*** Extracted text Section Begins ***

What follows are Use Cases for the design. Feedback and comments are welcome.

User Role Definitions

• User 1 – Corporation/Alliance/Bond Originator
• User 2 – Bond Buyer
• User 3 – Bond Seller
• User 4 – Credit Default Swap (CDS) Contract Writer
• User 5 – CDS Buyer
• User 6 – CDS Seller
• User 7 – General User/Shared Use Cases

Use Cases

User 1 Use Cases (Corporation/Alliance/Bond Seller)

• User 1 must validate their identity as CEO of a Corporation or as CEO of the founding Corporation of an Alliance
• User 1 creates a Bond, defining the amount of principal for sale, monthly interest payment, and maturity date. Bonds are sold in shares of 1 Million ISK.
• User 1 has the ability to return the principal in advance of the maturity data, with interest paid out on a pro-rated basis for that month.
• User 1, when creating a bond, can define a maturity date between 1 and 12 months.
• User 1, if they would like to re-finance, can simply create a new bond sale to pay off an existing bond at maturity date.
• User 1, after the sale period of 5 days, will be sent the amount of funds raised. This may or may not be what they attempted to raise. Another Bond series could be created if the initial offering failed to raise the capital desired.

User 2 Use Cases (Bond Buyer)

• User 2 can create a buy order for the Bond – this buy order (contract) must be covered by funds already in their account. They can specify how many days (1-14) they would like their order good for and the number of shares in that order.
• When User 2 creates a Bond buy order, the money required for the order is placed in Escrow – still visible to User 2 in their account but not available unless the order is canceled.

*** Extracted text Section Ends ***
*** Provided data Section Begins ***

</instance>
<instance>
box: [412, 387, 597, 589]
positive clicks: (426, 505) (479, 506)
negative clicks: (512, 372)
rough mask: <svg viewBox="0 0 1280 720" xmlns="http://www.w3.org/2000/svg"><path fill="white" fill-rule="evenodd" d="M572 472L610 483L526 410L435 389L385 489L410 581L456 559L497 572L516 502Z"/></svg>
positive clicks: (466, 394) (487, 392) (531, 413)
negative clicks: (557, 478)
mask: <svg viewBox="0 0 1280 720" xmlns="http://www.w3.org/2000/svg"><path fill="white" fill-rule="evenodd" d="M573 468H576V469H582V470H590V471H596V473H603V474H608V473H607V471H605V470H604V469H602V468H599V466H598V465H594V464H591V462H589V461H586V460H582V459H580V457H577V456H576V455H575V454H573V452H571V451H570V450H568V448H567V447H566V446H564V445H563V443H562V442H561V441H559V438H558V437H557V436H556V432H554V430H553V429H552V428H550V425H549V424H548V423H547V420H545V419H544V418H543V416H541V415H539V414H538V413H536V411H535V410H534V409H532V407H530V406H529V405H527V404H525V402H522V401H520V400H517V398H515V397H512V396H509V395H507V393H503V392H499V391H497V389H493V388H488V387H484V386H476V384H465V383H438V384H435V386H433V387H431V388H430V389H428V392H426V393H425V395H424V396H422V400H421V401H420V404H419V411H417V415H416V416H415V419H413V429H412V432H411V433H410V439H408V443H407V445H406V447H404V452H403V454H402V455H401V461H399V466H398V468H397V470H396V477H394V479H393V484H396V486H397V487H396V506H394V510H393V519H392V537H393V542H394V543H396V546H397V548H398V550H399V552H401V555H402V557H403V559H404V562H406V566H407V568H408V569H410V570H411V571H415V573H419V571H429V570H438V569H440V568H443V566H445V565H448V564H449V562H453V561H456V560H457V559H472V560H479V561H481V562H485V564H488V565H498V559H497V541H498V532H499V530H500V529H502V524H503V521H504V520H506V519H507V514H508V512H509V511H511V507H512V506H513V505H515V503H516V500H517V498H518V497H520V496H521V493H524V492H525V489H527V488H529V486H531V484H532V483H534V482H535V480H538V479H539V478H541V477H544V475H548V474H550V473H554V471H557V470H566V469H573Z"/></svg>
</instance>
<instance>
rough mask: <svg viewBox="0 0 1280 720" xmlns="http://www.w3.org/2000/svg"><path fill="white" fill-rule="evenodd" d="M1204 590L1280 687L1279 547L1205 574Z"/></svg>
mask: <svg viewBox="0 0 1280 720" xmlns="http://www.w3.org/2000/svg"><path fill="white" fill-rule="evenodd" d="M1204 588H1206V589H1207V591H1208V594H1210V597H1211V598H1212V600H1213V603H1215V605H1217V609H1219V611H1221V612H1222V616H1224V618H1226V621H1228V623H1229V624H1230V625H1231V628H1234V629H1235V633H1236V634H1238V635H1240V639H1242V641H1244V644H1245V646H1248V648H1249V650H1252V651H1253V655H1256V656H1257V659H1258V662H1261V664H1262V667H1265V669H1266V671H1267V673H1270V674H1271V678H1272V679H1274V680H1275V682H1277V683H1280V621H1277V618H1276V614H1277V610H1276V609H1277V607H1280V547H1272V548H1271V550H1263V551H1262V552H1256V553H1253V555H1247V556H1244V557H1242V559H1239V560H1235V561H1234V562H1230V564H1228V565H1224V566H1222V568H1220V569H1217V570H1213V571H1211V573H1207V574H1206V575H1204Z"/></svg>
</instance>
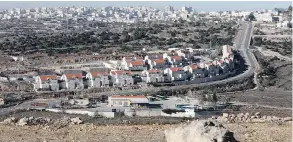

*** Provided data Section Ends ***

» Prompt 1:
Using the bond use cases, explain why User 1 might create another Bond series after a sale ends.
» Prompt 2:
According to the bond use cases, in what size of share are Bonds sold?
» Prompt 3:
Reproduce word for word the part of the bond use cases from "User 2 Use Cases" up to and including "order is canceled.".
The listing above is material separate from the bond use cases.

» Answer section 1:
After the 5-day sale period, User 1 receives whatever funds were raised, which may not equal the amount they tried to raise. If the initial offering fails to raise the desired capital, User 1 can create another Bond series.

» Answer section 2:
Bonds are sold in shares of 1 Million ISK.

» Answer section 3:
User 2 Use Cases (Bond Buyer)

• User 2 can create a buy order for the Bond – this buy order (contract) must be covered by funds already in their account. They can specify how many days (1-14) they would like their order good for and the number of shares in that order.
• When User 2 creates a Bond buy order, the money required for the order is placed in Escrow – still visible to User 2 in their account but not available unless the order is canceled.